Lista de tareas:
- A) Según el fragmento sobre el valor de las riquezas, ¿qué le indica Jesús al joven que haga con cuanto tiene?
- B) Reproduce el fragmento sobre el valor de las riquezas entre "CLEMENTE DE ALEJANDRÍA" y "(/Mc/10/17-22).", ambos inclusive, sustituyendo "joven" por "muchacho".
- C) Prosigue el fragmento sobre el valor de las riquezas a partir del punto en que termina.

Fragmento seleccionado:
◆ ◆ ◆ ◆ ◆ ◆ ◆

CLEMENTE DE ALEJANDRÍA
El valor de las riquezas
(¿Quién es el rico que se salva? 11-14)
Vino corriendo uno y, arrodillado a sus pies, le preguntó: Maestro bueno, ¿qué debo
hacerpara conseguir la vida eterna? (...). Jesús, mirándole de hito en hito, mostró quedar
prendado de él; y le dijo: una cosa te falta: anda, vende cuanto tienes y dalo a los
pobres, que así tendrás un tesoro en el Cielo; y ven después, y sígueme. A esta
propuesta, entristecido el joven, marchóse muy afligido, pues tenía muchos bienes
(/Mc/10/17-22).

◆ ◆ ◆ ◆ ◆ ◆ ◆

Material proporcionado:
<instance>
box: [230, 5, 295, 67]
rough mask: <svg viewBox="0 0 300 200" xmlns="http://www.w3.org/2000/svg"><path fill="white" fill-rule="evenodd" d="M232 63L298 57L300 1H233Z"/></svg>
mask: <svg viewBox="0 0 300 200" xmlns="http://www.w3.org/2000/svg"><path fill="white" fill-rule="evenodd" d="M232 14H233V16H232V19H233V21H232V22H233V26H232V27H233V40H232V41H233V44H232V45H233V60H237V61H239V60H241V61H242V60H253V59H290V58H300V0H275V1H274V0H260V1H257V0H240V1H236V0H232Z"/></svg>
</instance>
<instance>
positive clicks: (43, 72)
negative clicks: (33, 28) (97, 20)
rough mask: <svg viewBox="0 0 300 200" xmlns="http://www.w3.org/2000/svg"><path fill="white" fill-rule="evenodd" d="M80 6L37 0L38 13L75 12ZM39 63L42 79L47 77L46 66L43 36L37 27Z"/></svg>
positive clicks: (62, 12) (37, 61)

◆ ◆ ◆ ◆ ◆ ◆ ◆

Resultados por tarea:
- A) Venderlo y darlo a los pobres.

- B)
CLEMENTE DE ALEJANDRÍA
El valor de las riquezas
(¿Quién es el rico que se salva? 11-14)
Vino corriendo uno y, arrodillado a sus pies, le preguntó: Maestro bueno, ¿qué debo
hacerpara conseguir la vida eterna? (...). Jesús, mirándole de hito en hito, mostró quedar
prendado de él; y le dijo: una cosa te falta: anda, vende cuanto tienes y dalo a los
pobres, que así tendrás un tesoro en el Cielo; y ven después, y sígueme. A esta
propuesta, entristecido el muchacho, marchóse muy afligido, pues tenía muchos bienes
(/Mc/10/17-22).

- C)
¿Qué es lo que le movió a la fuga y le hizo desertar del Maestro, de la súplica, de la
esperanza y de los pasados trabajos? Lo de vende cuanto tienes. ¿Y qué quiere decir
esto? No lo que a la ligera admiten algunos. El Señor no manda que tiremos nuestra
hacienda y nos apartemos del dinero. Lo que El quiere es que desterremos de nuestra
alma la primacía de las riquezas, la desenfrenada codicia y fiebre de ellas, las solicitudes,
las espinas de la vida, que ahogan la semilla de la verdadera Vida. Si no fuera así, los que
nada absolutamente tienen, los que, privados de todo auxilio, andan diariamente
mendigando y se tienden por los caminos, sin conocimiento de Dios y de su justicia,
serían, por el mero hecho de su extrema indigencia, por carecer de todo medio de vida y
andar escasos de lo más esencial, los más felices y amados de Dios, y los únicos que
alcanzarían la vida eterna.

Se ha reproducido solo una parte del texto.